Tugas Anda 1 :: Terjemahkan kalimat dari bacaan tentang Blok Rokan ini ke dalam bahasa Inggris: "Kami melihat tanda-tanda ke arah pengelolaan yang inklusif-partisipatif itu, sampai sekarang belum ditunjukkan oleh Pertamina."
Tugas Anda 2 :: Ulangi semua isi bacaan tentang Blok Rokan mulai dari "Bisnis.com, PEKANBARU - Lembaga" terus ke bawah hingga "Azhar, Rabu (28/7/2021).".
***** Bacaan *****
Bisnis.com, PEKANBARU - Lembaga Adat Melayu Riau meminta kepada PT Pertamina (Persero) dan operator Blok Rokan mulai 9 Agustus 2021 yaitu PT Pertamina Hulu Rokan (PHR), untuk mengelola salah satu blok migas terbesar di Indonesia itu dengan sifat inklusif-partisipatif.
“Kami melihat tanda-tanda ke arah pengelolaan yang inklusif-partisipatif itu, sampai sekarang belum ditunjukkan oleh Pertamina. Masih ada sedikit waktu bagi BUMN itu untuk menyampaikan komitmen-komitmennya kepada masyarakat adat,” ujar Ketua Umum Majelis Kerapatan Adat (MKA) LAM Riau Datuk Seri H. Al Azhar, Rabu (28/7/2021).
***** Data Tersimpan *****
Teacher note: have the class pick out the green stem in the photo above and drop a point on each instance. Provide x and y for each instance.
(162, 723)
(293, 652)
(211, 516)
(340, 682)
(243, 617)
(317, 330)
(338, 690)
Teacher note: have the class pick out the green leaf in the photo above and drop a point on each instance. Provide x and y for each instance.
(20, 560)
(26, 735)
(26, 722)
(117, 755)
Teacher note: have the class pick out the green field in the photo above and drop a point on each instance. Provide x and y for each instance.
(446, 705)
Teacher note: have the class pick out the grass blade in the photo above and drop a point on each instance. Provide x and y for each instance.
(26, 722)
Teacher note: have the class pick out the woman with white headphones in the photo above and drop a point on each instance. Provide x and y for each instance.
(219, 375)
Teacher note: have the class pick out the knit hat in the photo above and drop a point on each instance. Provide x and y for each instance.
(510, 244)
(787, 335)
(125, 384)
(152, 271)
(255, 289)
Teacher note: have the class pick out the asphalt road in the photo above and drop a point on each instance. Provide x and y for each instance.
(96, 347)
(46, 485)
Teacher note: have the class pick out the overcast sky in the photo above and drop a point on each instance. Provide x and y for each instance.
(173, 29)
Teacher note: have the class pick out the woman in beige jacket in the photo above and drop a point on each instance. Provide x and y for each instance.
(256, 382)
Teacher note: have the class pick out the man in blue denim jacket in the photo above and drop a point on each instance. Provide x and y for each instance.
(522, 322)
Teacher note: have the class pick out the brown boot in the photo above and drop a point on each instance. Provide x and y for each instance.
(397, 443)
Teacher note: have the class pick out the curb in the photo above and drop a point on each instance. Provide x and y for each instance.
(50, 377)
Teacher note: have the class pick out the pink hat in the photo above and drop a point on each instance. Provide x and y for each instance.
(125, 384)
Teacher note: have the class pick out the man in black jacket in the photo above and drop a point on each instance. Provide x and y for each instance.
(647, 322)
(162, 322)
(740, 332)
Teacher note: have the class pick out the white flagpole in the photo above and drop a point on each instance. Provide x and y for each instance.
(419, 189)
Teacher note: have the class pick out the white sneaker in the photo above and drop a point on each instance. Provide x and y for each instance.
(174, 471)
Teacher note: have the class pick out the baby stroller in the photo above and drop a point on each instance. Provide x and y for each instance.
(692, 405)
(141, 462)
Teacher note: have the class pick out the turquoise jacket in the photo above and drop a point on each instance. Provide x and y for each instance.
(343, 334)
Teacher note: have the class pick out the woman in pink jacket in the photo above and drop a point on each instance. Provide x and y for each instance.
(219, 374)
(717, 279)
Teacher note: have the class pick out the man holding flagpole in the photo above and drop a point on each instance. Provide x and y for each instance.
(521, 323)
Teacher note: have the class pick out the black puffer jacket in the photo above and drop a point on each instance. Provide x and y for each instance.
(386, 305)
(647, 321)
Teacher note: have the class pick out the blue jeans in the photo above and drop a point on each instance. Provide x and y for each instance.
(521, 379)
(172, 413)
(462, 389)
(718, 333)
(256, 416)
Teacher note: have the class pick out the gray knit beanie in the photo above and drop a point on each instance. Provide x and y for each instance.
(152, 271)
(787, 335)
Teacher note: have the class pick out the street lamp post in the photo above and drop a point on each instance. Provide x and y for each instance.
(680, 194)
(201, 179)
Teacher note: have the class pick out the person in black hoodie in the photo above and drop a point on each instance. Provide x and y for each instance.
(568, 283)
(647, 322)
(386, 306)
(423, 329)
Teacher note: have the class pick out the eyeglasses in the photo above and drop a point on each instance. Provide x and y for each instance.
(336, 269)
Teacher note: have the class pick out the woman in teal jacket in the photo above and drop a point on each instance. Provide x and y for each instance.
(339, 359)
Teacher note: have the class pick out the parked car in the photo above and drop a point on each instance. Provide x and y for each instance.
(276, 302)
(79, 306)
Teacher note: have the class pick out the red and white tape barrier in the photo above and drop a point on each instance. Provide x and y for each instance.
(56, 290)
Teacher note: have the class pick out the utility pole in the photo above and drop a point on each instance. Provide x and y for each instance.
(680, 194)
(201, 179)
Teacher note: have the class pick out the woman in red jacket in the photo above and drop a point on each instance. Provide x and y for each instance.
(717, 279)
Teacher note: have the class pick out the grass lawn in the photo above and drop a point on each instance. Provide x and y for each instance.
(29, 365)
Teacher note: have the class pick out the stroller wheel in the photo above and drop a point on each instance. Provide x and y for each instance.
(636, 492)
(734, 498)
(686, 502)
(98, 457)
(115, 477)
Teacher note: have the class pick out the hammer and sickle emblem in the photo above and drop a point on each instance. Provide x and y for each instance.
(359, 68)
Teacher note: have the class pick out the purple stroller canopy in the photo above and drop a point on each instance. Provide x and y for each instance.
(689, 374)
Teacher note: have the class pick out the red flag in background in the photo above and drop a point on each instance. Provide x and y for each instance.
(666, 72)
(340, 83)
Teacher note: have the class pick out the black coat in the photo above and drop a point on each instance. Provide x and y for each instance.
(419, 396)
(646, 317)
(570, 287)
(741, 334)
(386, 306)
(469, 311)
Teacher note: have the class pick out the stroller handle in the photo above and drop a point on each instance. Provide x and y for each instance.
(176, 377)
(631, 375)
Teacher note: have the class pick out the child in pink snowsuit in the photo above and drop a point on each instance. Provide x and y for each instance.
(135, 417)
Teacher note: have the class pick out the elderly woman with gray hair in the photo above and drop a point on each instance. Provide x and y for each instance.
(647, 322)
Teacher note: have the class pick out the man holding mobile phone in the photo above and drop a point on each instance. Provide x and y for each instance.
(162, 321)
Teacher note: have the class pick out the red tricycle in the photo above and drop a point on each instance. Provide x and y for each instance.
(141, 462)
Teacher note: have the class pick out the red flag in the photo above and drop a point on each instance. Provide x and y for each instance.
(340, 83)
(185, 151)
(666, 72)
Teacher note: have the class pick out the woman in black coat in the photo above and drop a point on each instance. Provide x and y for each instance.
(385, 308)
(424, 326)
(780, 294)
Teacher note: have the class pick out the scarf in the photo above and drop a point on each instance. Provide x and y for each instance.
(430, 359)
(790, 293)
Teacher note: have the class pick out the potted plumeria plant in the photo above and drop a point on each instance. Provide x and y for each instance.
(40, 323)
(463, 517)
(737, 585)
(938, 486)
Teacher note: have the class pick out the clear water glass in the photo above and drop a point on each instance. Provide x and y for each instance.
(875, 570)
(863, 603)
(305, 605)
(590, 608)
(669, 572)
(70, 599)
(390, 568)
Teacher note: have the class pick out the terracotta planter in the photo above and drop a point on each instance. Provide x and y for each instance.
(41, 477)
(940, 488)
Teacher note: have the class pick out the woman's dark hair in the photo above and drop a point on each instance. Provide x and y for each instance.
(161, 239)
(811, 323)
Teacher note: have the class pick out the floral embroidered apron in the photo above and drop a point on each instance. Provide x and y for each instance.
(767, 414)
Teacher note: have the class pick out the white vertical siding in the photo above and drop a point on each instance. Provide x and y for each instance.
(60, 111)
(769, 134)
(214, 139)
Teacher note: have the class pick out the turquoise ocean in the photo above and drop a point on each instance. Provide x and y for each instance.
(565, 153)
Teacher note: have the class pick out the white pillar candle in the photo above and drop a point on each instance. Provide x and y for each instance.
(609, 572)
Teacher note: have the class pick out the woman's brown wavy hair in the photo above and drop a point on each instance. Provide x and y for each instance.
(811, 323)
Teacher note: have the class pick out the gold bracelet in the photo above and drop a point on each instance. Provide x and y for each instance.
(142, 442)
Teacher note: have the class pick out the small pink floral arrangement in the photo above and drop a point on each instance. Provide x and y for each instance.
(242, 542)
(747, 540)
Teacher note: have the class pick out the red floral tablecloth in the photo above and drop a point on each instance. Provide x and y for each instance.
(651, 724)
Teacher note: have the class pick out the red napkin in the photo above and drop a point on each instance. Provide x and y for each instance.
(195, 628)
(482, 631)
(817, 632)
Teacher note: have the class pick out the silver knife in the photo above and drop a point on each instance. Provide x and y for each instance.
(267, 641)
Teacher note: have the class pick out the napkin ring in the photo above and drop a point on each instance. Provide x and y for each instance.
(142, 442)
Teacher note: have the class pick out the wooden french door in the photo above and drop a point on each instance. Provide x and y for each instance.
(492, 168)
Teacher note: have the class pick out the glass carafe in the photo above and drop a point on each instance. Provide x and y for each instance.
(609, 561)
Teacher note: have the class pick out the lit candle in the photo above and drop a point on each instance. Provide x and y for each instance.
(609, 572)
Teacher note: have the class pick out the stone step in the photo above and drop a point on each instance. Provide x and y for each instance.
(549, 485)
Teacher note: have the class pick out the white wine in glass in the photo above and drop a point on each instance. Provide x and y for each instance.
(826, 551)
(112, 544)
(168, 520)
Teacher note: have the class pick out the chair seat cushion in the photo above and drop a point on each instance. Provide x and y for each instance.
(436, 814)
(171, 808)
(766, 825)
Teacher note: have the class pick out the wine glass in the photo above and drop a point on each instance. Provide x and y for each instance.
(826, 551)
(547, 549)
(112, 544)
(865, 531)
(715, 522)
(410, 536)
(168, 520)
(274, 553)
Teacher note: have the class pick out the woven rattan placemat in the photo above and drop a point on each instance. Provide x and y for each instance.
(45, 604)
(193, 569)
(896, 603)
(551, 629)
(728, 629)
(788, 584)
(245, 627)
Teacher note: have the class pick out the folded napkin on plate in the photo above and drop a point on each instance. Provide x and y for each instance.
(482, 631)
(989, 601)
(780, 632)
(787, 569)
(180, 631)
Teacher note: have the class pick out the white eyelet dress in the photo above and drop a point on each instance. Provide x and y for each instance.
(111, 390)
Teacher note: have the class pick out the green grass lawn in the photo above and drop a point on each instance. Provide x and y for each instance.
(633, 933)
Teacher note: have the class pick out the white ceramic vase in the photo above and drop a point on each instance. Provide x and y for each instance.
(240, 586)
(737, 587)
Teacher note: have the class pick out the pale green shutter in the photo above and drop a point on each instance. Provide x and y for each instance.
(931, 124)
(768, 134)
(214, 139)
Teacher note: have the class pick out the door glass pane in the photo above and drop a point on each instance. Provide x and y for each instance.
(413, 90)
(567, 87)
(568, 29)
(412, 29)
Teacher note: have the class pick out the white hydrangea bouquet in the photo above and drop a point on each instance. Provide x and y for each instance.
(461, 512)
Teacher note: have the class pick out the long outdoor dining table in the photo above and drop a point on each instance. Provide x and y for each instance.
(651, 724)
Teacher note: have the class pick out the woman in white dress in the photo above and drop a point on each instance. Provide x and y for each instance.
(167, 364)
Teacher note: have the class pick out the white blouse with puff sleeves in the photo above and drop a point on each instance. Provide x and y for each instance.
*****
Jawaban Tugas 1 :: We see that signs of a move toward that inclusive-participatory management have not been shown by Pertamina so far.

Jawaban Tugas 2 ::
Bisnis.com, PEKANBARU - Lembaga Adat Melayu Riau meminta kepada PT Pertamina (Persero) dan operator Blok Rokan mulai 9 Agustus 2021 yaitu PT Pertamina Hulu Rokan (PHR), untuk mengelola salah satu blok migas terbesar di Indonesia itu dengan sifat inklusif-partisipatif.
“Kami melihat tanda-tanda ke arah pengelolaan yang inklusif-partisipatif itu, sampai sekarang belum ditunjukkan oleh Pertamina. Masih ada sedikit waktu bagi BUMN itu untuk menyampaikan komitmen-komitmennya kepada masyarakat adat,” ujar Ketua Umum Majelis Kerapatan Adat (MKA) LAM Riau Datuk Seri H. Al Azhar, Rabu (28/7/2021).